The Court agrees with the opinions cited, supra, which apply the substantive standard set forth in Section 3142(f) to motions to modify conditions of pretrial release made under Section 3142(c)(3). First, a request to modify conditions of pretrial release essentially asks a court to reconsider and reweigh all the factors a court considered at the original detention hearing, for whenever a court imposes conditions, or modifies them, it must determine "whether any condition or combination of conditions ... will reasonably assure the appearance of such person as required and the safety of any other person and the community." 18 U.S.C. § 3142(f). Second, without requiring a Defendant to make the threshold showing of new, material information, a Defendant could file endless petitions to modify his conditions—indeed, we are on round three in this case. Courts do not ordinarily allow parties to file a motion previously denied over and over again, yet without the threshold showing required in Section 3142(f)(2), nothing in the statute precludes a defendant from doing so.
The Court also agrees with those opinions, also cited, supra, which hold that a defendant's compliance with conditions of pretrial release is not new, material information sufficient to reopen a detention hearing or allow a court to proceed to the merits of a petition to modify conditions of pretrial release. As the court in Kube noted, complying with conditions of release is what keeps a defendant out of custody, not a basis for relaxing those conditions. 2020 WL 1984178, at *5.

◆ Records supplied:
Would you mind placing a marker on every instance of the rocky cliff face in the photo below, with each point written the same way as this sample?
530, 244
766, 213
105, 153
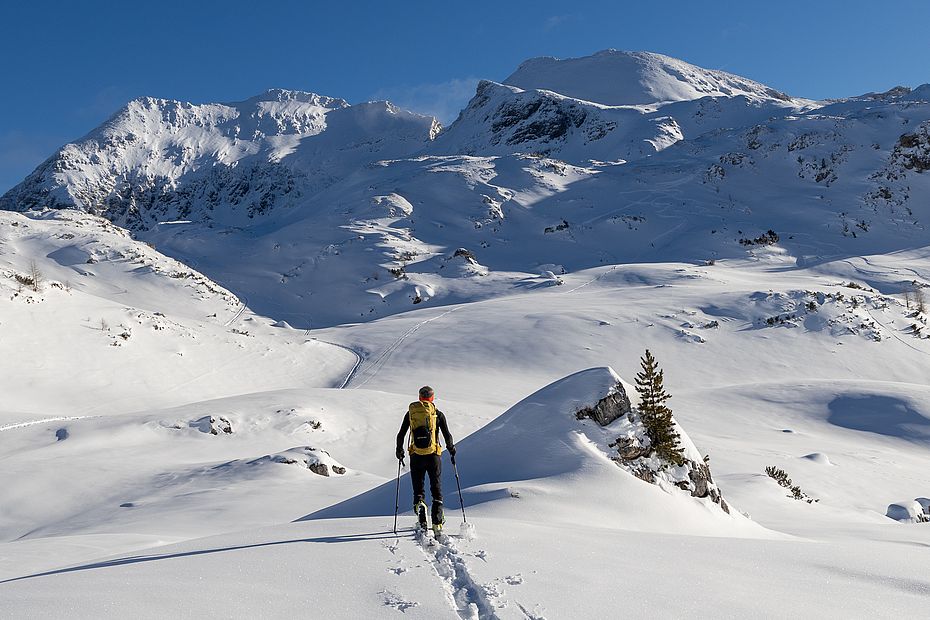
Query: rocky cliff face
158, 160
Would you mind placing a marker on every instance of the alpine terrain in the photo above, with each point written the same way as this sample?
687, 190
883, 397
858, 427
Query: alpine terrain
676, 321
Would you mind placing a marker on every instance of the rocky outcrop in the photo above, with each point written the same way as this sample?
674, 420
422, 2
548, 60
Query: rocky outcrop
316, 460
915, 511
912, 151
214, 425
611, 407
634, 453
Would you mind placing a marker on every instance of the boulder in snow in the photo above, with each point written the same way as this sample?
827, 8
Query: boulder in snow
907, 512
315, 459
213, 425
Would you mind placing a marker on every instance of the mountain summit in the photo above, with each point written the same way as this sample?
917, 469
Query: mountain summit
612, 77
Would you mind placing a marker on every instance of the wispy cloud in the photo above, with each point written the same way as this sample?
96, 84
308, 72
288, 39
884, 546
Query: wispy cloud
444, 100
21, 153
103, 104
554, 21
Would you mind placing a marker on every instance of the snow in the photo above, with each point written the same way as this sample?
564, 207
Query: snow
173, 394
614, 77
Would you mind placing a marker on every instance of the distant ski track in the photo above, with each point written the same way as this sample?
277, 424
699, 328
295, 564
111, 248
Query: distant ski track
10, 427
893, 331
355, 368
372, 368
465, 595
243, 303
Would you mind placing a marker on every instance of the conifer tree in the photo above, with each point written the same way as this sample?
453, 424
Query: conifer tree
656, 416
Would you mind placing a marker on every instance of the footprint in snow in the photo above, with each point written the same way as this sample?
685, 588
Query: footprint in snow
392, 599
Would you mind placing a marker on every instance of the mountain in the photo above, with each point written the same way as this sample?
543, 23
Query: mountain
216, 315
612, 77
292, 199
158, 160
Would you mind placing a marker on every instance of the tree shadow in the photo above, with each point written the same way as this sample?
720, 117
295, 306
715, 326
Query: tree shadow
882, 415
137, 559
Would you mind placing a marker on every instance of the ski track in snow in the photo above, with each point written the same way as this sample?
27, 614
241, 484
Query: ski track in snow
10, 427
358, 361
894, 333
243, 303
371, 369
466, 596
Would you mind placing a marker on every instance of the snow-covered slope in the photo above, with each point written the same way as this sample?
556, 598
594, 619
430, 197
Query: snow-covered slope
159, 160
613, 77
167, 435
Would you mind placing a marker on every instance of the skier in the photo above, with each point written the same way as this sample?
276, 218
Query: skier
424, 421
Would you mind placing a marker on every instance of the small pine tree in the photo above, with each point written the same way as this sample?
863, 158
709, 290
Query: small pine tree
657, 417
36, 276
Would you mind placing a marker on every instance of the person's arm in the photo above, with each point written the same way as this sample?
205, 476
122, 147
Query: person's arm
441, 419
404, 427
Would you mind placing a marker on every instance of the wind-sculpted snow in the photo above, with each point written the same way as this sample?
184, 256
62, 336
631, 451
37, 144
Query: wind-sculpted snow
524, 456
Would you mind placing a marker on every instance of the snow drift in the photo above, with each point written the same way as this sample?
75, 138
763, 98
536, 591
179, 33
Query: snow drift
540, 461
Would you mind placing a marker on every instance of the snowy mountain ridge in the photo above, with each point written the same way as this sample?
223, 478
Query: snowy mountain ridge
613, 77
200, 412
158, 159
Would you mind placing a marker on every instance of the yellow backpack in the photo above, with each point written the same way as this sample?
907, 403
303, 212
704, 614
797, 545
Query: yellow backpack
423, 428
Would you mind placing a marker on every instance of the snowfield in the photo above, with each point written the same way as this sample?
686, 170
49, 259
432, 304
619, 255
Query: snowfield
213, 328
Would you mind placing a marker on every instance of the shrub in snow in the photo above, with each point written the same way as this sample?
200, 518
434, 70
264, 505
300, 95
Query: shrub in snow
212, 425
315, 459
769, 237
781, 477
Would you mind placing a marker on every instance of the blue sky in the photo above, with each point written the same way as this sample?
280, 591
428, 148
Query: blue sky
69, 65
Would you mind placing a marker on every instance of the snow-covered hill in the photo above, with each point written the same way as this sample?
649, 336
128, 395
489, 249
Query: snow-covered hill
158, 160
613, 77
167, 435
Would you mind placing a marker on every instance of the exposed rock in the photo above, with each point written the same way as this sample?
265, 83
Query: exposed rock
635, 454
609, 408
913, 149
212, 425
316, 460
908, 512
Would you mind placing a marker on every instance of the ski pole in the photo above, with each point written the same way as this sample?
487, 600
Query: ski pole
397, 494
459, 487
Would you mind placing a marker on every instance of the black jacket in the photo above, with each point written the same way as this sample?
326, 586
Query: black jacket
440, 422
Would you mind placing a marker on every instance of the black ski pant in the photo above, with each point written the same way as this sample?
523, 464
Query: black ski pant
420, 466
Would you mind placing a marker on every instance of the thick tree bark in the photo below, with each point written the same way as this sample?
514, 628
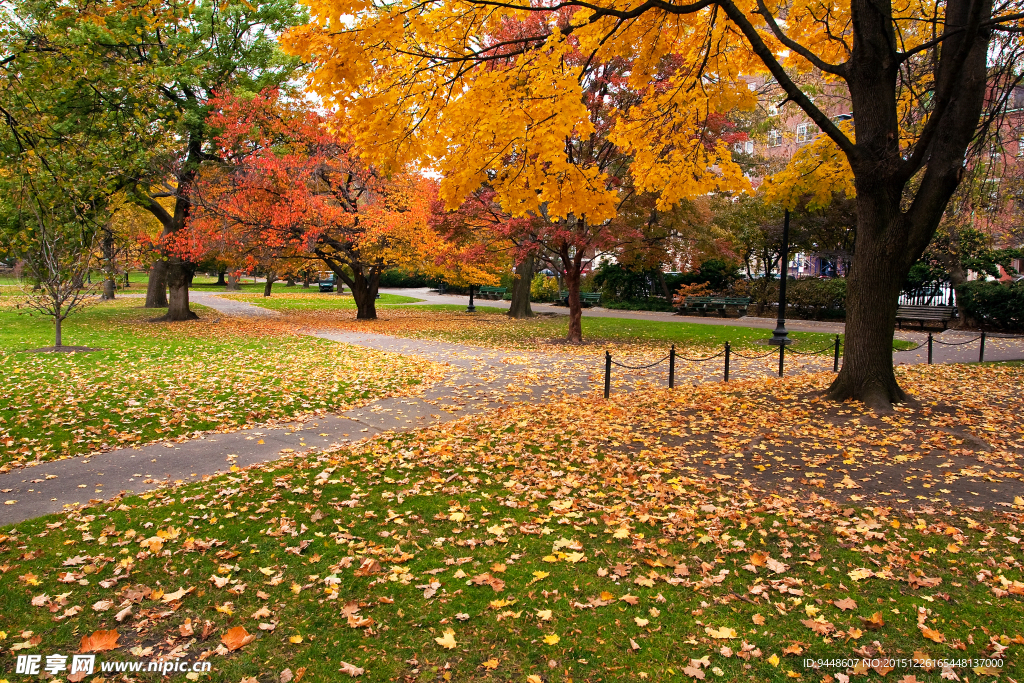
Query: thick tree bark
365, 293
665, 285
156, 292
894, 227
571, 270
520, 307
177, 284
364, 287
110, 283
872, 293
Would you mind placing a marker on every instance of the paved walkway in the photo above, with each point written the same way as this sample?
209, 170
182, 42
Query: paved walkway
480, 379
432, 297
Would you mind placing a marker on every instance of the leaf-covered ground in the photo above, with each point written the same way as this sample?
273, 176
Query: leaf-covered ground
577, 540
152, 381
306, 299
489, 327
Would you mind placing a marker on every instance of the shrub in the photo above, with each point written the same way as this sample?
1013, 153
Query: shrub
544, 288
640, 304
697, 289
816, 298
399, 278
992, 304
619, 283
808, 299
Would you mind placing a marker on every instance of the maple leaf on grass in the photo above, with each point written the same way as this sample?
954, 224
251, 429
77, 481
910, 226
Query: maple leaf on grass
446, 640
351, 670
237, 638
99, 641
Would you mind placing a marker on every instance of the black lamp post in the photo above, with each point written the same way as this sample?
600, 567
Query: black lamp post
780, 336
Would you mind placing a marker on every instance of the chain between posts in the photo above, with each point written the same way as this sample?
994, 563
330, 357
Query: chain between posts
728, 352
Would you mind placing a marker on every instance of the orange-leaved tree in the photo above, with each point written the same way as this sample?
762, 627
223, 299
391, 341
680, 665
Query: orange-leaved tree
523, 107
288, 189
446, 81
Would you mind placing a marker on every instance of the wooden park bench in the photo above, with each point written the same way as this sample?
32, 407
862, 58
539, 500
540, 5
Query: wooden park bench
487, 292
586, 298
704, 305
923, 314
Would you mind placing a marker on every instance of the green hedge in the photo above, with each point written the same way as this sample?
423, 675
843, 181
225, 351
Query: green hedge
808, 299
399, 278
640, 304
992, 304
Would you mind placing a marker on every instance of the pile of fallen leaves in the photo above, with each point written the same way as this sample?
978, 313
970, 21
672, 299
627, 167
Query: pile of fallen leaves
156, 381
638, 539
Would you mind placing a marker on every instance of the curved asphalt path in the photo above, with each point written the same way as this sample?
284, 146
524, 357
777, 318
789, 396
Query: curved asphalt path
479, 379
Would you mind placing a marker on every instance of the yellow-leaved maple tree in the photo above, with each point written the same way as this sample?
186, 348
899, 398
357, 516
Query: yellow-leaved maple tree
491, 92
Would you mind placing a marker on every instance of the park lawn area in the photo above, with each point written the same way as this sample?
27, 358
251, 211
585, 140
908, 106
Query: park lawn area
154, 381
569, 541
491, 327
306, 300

◆ Problem statement:
Resume the opinion on modifying pretrial release conditions, starting after its last sentence. The items are separate from the opinion on modifying pretrial release conditions and are not part of it.

◆ Final answer:
Applying these standards in the present case, the Defendant fails to make the threshold showing that new, material information exists such that this Court should consider the merits of his motion under Section 3142(f). The only bases he offers in support of his motion are his compliance with his conditions and "their impacting his ability to be included in productive activities." (D. 33). This Court has already held, supra, that compliance with conditions can never be new, material information sufficient to reopen a detention hearing to consider modifying conditions of pretrial release. The same is true for the inconveniences which those conditions present to someone on pretrial release. Of course conditions will impact a defendant's ability to engage in activities, productive or otherwise—that is why the Bail Reform Act requires that any conditions imposed be the "least restrictive" to achieve the purposes of the conditions. 18 U.S.C. § 3142(c)(B). Accordingly, the impact of the conditions on a defendant's ability to engage in activities is necessarily considered by a court at the original detention hearing, and any such impact caused by the conditions ultimately imposed is neither new nor material sufficient to re-open the detention hearing.
Finally, the undersigned candidly acknowledges that he has not applied the standard articulated herein to the Defendant's previous motions for modification of his pretrial conditions of release, or other such motions in previous cases. However, the Defendant's third motion for a modification of his conditions of release caused the Court to take a closer look at the law governing such motions, what little there is. The Court's laxity in finding and applying the appropriate standards for such motions in the past is not a reason for it to continue on such a course.
III
For the reasons stated, infra, the Defendant's motion (D. 33) is denied.
It is so ordered.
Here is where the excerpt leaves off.